• **Exercise aim**: Please collect every line from the listing below that contains the string "decided", copying each one in full.
------------------------------------
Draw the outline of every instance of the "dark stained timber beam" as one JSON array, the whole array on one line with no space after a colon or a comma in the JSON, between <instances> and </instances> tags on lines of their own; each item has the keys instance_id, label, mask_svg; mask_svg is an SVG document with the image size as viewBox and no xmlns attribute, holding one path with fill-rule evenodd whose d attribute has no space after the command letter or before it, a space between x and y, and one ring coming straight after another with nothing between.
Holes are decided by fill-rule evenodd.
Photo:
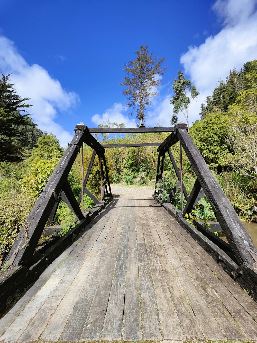
<instances>
[{"instance_id":1,"label":"dark stained timber beam","mask_svg":"<svg viewBox=\"0 0 257 343\"><path fill-rule=\"evenodd\" d=\"M179 129L177 134L237 263L253 264L257 249L249 234L186 130Z\"/></svg>"},{"instance_id":2,"label":"dark stained timber beam","mask_svg":"<svg viewBox=\"0 0 257 343\"><path fill-rule=\"evenodd\" d=\"M99 142L89 133L88 128L86 125L83 123L76 125L75 127L75 132L77 130L84 131L85 134L84 136L84 142L92 149L95 150L97 154L104 153L104 148L103 147Z\"/></svg>"},{"instance_id":3,"label":"dark stained timber beam","mask_svg":"<svg viewBox=\"0 0 257 343\"><path fill-rule=\"evenodd\" d=\"M76 200L70 185L67 181L63 185L61 197L77 216L79 220L82 220L84 219L79 206Z\"/></svg>"},{"instance_id":4,"label":"dark stained timber beam","mask_svg":"<svg viewBox=\"0 0 257 343\"><path fill-rule=\"evenodd\" d=\"M156 178L155 180L155 192L156 191L157 188L157 184L159 181L159 170L160 169L160 163L161 161L161 153L159 152L158 155L158 160L157 162L157 169L156 169Z\"/></svg>"},{"instance_id":5,"label":"dark stained timber beam","mask_svg":"<svg viewBox=\"0 0 257 343\"><path fill-rule=\"evenodd\" d=\"M90 162L89 163L89 165L88 165L88 168L87 169L87 173L86 174L86 176L85 176L85 179L84 179L84 182L83 183L84 189L85 189L85 187L87 185L87 181L88 180L88 178L89 177L89 176L90 175L90 172L91 171L91 169L92 169L92 167L93 166L94 161L95 161L95 158L96 157L96 151L93 150L93 153L92 154L92 156L91 157L91 159L90 160ZM81 202L81 192L79 196L78 197L78 203L80 204Z\"/></svg>"},{"instance_id":6,"label":"dark stained timber beam","mask_svg":"<svg viewBox=\"0 0 257 343\"><path fill-rule=\"evenodd\" d=\"M85 187L85 189L84 190L84 192L86 193L86 194L87 194L89 197L93 200L93 201L96 204L99 204L100 203L100 201L98 200L97 199L94 194L93 194L86 187Z\"/></svg>"},{"instance_id":7,"label":"dark stained timber beam","mask_svg":"<svg viewBox=\"0 0 257 343\"><path fill-rule=\"evenodd\" d=\"M168 148L178 141L178 139L176 134L176 131L178 128L187 130L188 127L186 124L176 124L174 127L174 132L171 133L170 135L167 137L166 139L164 140L161 143L160 147L158 149L158 151L160 151L162 153L163 152L166 151Z\"/></svg>"},{"instance_id":8,"label":"dark stained timber beam","mask_svg":"<svg viewBox=\"0 0 257 343\"><path fill-rule=\"evenodd\" d=\"M170 201L174 196L180 187L180 181L178 181L175 186L173 189L171 191L170 194L167 198L166 202L168 203L170 202Z\"/></svg>"},{"instance_id":9,"label":"dark stained timber beam","mask_svg":"<svg viewBox=\"0 0 257 343\"><path fill-rule=\"evenodd\" d=\"M107 193L107 195L110 196L111 196L112 195L112 191L111 190L111 185L110 184L110 180L109 180L109 176L108 175L108 170L107 170L107 165L106 165L106 161L105 160L105 156L104 154L103 155L102 157L103 161L103 165L105 167L105 174L106 175L106 178L107 179L107 183L108 184L108 187L109 188L109 193L107 193L107 190L106 191L106 193Z\"/></svg>"},{"instance_id":10,"label":"dark stained timber beam","mask_svg":"<svg viewBox=\"0 0 257 343\"><path fill-rule=\"evenodd\" d=\"M169 154L169 156L170 156L170 160L171 161L171 163L172 164L172 165L173 166L173 167L174 168L174 170L175 170L175 172L176 173L176 175L177 176L177 177L179 180L180 180L180 171L179 170L179 168L178 168L178 166L176 164L175 159L174 159L174 157L173 157L173 155L171 152L171 150L170 150L170 148L169 148L168 149L168 153ZM185 185L184 184L184 182L182 182L182 185L183 186L183 193L184 194L184 195L186 197L186 199L187 200L188 199L188 194L187 194L187 192L186 191L186 187L185 187ZM174 197L174 195L173 196Z\"/></svg>"},{"instance_id":11,"label":"dark stained timber beam","mask_svg":"<svg viewBox=\"0 0 257 343\"><path fill-rule=\"evenodd\" d=\"M161 143L136 143L135 144L103 144L104 148L131 147L134 146L159 146Z\"/></svg>"},{"instance_id":12,"label":"dark stained timber beam","mask_svg":"<svg viewBox=\"0 0 257 343\"><path fill-rule=\"evenodd\" d=\"M201 184L198 181L198 179L196 178L195 184L194 185L194 187L190 194L189 199L187 200L187 202L184 209L183 217L186 213L189 214L192 211L201 189Z\"/></svg>"},{"instance_id":13,"label":"dark stained timber beam","mask_svg":"<svg viewBox=\"0 0 257 343\"><path fill-rule=\"evenodd\" d=\"M89 128L90 133L133 133L141 132L172 132L174 127L164 128Z\"/></svg>"},{"instance_id":14,"label":"dark stained timber beam","mask_svg":"<svg viewBox=\"0 0 257 343\"><path fill-rule=\"evenodd\" d=\"M5 261L15 256L12 264L28 265L32 255L64 182L83 143L85 132L77 130L72 140L28 216ZM15 250L18 250L15 252Z\"/></svg>"}]
</instances>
------------------------------------
• **Answer for the task**:
Holes are decided by fill-rule evenodd.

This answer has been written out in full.